| REQUIRED WORK |
Write out each of the following items word for word, dropping the pictures from your answer.

| SUPPLIED DATA |

● ● ●

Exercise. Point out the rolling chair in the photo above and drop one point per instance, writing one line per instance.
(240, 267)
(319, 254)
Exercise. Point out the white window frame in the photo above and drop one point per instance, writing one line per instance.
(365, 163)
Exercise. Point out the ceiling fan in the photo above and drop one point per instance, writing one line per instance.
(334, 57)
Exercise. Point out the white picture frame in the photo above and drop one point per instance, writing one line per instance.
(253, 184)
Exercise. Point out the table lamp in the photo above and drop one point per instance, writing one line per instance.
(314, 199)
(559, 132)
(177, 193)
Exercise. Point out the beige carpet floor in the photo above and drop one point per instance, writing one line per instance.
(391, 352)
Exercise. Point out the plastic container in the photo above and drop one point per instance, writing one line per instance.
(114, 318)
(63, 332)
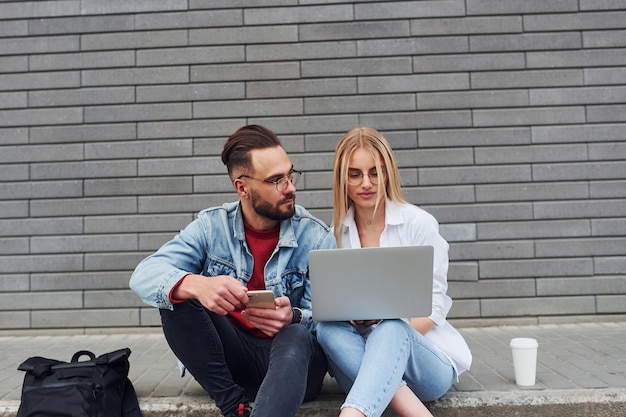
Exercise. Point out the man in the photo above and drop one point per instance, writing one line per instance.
(199, 281)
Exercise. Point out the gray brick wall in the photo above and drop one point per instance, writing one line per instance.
(508, 118)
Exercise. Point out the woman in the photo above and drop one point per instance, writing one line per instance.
(379, 363)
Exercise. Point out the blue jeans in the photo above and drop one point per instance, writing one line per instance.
(233, 367)
(372, 369)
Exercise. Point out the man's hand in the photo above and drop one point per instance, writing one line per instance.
(221, 294)
(268, 320)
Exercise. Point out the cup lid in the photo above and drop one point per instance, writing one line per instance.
(524, 342)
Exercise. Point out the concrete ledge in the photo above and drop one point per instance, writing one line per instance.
(550, 403)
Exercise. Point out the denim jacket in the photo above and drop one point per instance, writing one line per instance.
(215, 244)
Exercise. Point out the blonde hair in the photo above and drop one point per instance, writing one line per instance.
(374, 142)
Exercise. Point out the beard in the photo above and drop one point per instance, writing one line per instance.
(273, 212)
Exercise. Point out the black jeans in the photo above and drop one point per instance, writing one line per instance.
(232, 366)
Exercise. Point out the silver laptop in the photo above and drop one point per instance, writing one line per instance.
(371, 283)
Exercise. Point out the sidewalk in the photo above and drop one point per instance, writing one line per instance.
(581, 370)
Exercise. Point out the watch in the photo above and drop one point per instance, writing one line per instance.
(297, 315)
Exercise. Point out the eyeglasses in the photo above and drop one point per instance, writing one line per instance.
(356, 177)
(280, 183)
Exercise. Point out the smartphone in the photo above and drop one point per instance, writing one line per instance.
(261, 299)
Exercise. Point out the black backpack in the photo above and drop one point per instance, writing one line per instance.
(98, 387)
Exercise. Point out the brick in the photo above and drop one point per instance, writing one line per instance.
(413, 46)
(469, 62)
(528, 78)
(138, 186)
(189, 128)
(13, 64)
(83, 206)
(579, 209)
(577, 133)
(472, 99)
(475, 174)
(301, 51)
(31, 9)
(41, 189)
(138, 112)
(189, 19)
(578, 58)
(180, 166)
(574, 21)
(458, 232)
(37, 117)
(135, 223)
(582, 95)
(409, 9)
(417, 120)
(356, 104)
(533, 229)
(608, 227)
(122, 6)
(82, 280)
(191, 92)
(38, 44)
(41, 263)
(609, 265)
(514, 249)
(355, 67)
(39, 227)
(83, 133)
(581, 247)
(244, 35)
(299, 14)
(525, 42)
(82, 60)
(533, 153)
(542, 306)
(37, 81)
(135, 76)
(611, 303)
(81, 97)
(466, 25)
(581, 286)
(462, 271)
(14, 283)
(14, 246)
(353, 30)
(440, 195)
(473, 137)
(578, 171)
(13, 100)
(308, 124)
(80, 24)
(516, 7)
(529, 116)
(481, 212)
(245, 71)
(251, 108)
(111, 299)
(112, 261)
(533, 268)
(602, 114)
(13, 209)
(190, 55)
(87, 169)
(87, 318)
(493, 289)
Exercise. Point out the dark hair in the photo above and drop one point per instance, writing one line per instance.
(236, 153)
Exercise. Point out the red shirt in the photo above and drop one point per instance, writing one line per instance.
(262, 245)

● ● ●

| COMPLETE OUTPUT |
Exercise. Point out the rolling chair in the photo above and drop one point per instance, writing one line per instance.
(240, 267)
(319, 254)
Exercise. Point out the white window frame in the photo above and drop one point per instance, writing one line per instance.
(365, 163)
Exercise. Point out the ceiling fan in the photo above and drop one point per instance, writing one line per instance.
(334, 57)
Exercise. Point out the white picture frame in the photo above and drop one point per instance, writing one line per instance.
(253, 184)
Exercise. Point out the table lamp in the photo above and drop one point per instance, writing one line per instance.
(314, 199)
(559, 132)
(177, 193)
Exercise. Point out the beige carpet floor in the photo above and drop one point per instance, writing one line per instance.
(391, 352)
Exercise. Point out the plastic container in the photo above and drop one point per instance, writing one line per instance.
(114, 318)
(63, 332)
Exercise. Point out the man in the photo above and drop one point per instance, writing one line per instance.
(199, 281)
Exercise. Point out the gray brick wall in the photo above and drop one point per instance, writing one line per instance.
(508, 118)
Exercise. Point out the woman in the photo above and drop one point per instance, writing one line per instance.
(379, 363)
Exercise. Point out the blue jeans in the photo above and drop one point per instance, writing one line per instance.
(233, 367)
(372, 369)
Exercise. Point out the man's hand in the photo above and drop one point per instance, writing one line per instance.
(221, 294)
(268, 320)
Exercise. Point out the cup lid in the photo above and drop one point per instance, writing one line per instance.
(524, 342)
Exercise. Point out the concrete ledge in the photo above and drop one point per instance, writing one line per instance.
(550, 403)
Exercise. Point out the denim jacket in the photo above and drop one point per instance, writing one line per instance.
(215, 244)
Exercise. Point out the blonde hair in the photo above and drop one point per instance, writing one line per instance.
(374, 142)
Exercise. Point out the beard in the photo above and drop one point per instance, writing one line per instance.
(273, 212)
Exercise. Point out the black jeans in the photo above and drop one point per instance, writing one line per instance.
(232, 366)
Exercise. Point out the silver laptop in the photo above and drop one point per instance, writing one line per instance.
(371, 283)
Exercise. Point out the sidewalk in the photo above and drop one point per instance, writing one line per instance.
(581, 370)
Exercise. Point out the watch in the photo above and drop one point per instance, writing one line per instance.
(297, 315)
Exercise. Point out the eyeglasses in the photo above and drop one point per instance, writing one line per instance.
(356, 177)
(280, 183)
Exercise. Point out the smartphone in the photo above and drop one point per instance, writing one line per instance.
(261, 299)
Exercise. Point out the black backpack in the photo above and drop one point per instance, writing one line per instance.
(98, 387)
Exercise. Point out the brick in the photo above and drop one point per instance, writing one line per instance.
(413, 46)
(469, 62)
(528, 78)
(138, 186)
(189, 128)
(13, 64)
(83, 206)
(579, 209)
(577, 133)
(472, 99)
(475, 174)
(301, 51)
(31, 9)
(41, 189)
(138, 112)
(189, 19)
(578, 58)
(180, 166)
(574, 21)
(458, 232)
(37, 117)
(135, 223)
(582, 95)
(409, 9)
(417, 120)
(356, 104)
(533, 229)
(608, 227)
(122, 6)
(82, 280)
(191, 92)
(38, 44)
(41, 263)
(609, 265)
(514, 249)
(355, 67)
(39, 227)
(83, 133)
(581, 247)
(244, 35)
(299, 14)
(525, 42)
(82, 60)
(533, 153)
(542, 306)
(37, 81)
(135, 76)
(611, 303)
(81, 97)
(466, 25)
(581, 286)
(462, 271)
(14, 283)
(14, 246)
(353, 30)
(440, 195)
(473, 137)
(578, 171)
(13, 100)
(308, 124)
(80, 24)
(516, 7)
(529, 116)
(481, 212)
(245, 71)
(251, 108)
(111, 299)
(112, 261)
(533, 268)
(602, 114)
(13, 209)
(190, 55)
(87, 169)
(87, 318)
(493, 289)
Exercise. Point out the dark hair in the photo above and drop one point per instance, writing one line per instance.
(236, 153)
Exercise. Point out the red shirt in the photo above and drop one point per instance, writing one line per instance.
(262, 245)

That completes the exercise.